Segment Start: Text section

A federal court judge in San Francisco hinted on Tuesday that she finds it troubling that Lawrence Livermore National Laboratory plans to build a lab in the Bay Area to store and experiment with trillions of deadly microbes without proper environmental review.



The nuclear weapons lab's environmental report on the project does not include "any discussion anywhere of what seems most troublesome," namely that the proposed biodefense lab "is being built in a very highly populated area of Northern California," said Chief Judge Mary M. Schroeder.



But an attorney representing the lab and the U.S. Department of Energy told a Ninth U.S. Circuit Court of Appeals panel that plans for the lab had been thoroughly thought out.

The attorney, Todd Aagaard, said the biodefense lab would be so safe that even if an accident occurred, the microbes wouldn't hurt anybody. In case of a fire, for instance, no one need fear that the microbes would escape because they would disperse and the fire would burn up the microorganisms, he said.



A lawyer for the lab's opponents strongly disagreed, telling the three-judge panel that an accident -- perhaps caused by an earthquake -- might eject killer microbes that winds could blow as far as San Francisco or points beyond.



Stephan Volker, the opponents' attorney, asked the judges to order the lab to conduct a more thorough environmental assessment of the project or a full-fledged environmental impact statement, which would be a more involved and intricate study of the environmental risks.



"I don't desire to unduly frighten the public," Volker said after the hearing, "but (the lab's) decision to create pathogens (in a populous community) for which there might not be any cure is unconscionable." The result could be thousands of deaths after a lab accident, he said.



Volker is representing Tri-Valley CARES (Communities Against a Radioactive Environment) of Livermore and Nuclear Watch of New Mexico, which have sued the federal government to delay the project. The groups are asking the appellate court to overturn a 2004 ruling by a federal judge in Oakland that gave the project a go-ahead.



During the hearing, Judge Susan P. Graber asked both sides questions, but went easier on Volker than on Aagaard, even offering a question that underscored one of Volker's arguments against the biodefense lab.

Volker cited scientific evidence of a high failure rate of the lab's special filters that are designed to prevent the escape of microbes into the environment. The government, he said, seems convinced that the filters are no problem.

Segment End: Text section

_Your tasks:_
- 1) In the article about the Livermore biodefense lab hearing, what did Todd Aagaard say would happen to the microbes if there were a fire?
- 2) Extend the article about the Livermore biodefense lab hearing from where it stops.
The material has no connection to the article about the Livermore biodefense lab.

Segment Start: Input data

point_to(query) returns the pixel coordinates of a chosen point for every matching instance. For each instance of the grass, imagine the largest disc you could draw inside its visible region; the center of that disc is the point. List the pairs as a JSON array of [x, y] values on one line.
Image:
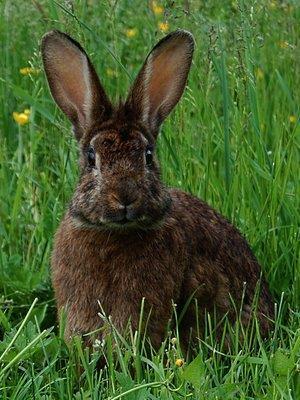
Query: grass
[[233, 141]]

Segment End: Input data

_Answers to the exercise:_
- 1) They would disperse, and the fire would burn them up.

- 2)
Graber interjected, "Which, of course, would not be true if a plane (piloted by a terrorist) blasted the whole thing apart?"

Visiting district Judge H. Russell Holland from Alaska asked no questions.



The panel's ruling is expected to come later. After the hearing, Aagaard declined to discuss details of the case with reporters.

Its outcome could significantly affect the future of the nuclear lab, which is run by the University of California under contract to the Energy Department. For a half-century, the lab has been one of the United States' two nuclear weapons design and research labs. The other is the Los Alamos National Laboratory in New Mexico.



But the Livermore lab's future as a nuclear laboratory is uncertain, in light of the department's decision in April -- sparked apparently by safety concerns triggered by recent lab accidents -- to move almost all of the lab's huge stockpile of plutonium and highly enriched uranium to an as-yet unidentified, and probably remote, site by 2014. Meanwhile, the lab's other big project -- the development of the world's most powerful laser, the National Ignition Facility, faces serious technical problems and delays.



The lab hopes to establish a major role in biodefense research in the post-Sept. 11 world.



In addition to seeking to build the biodefense lab at the lab's main campus in Livermore, UC and Livermore officials recently expressed interest in building a second biodefense lab near Tracy -- a lab that could experiment with even deadlier microbes, especially those that harm crops and cattle.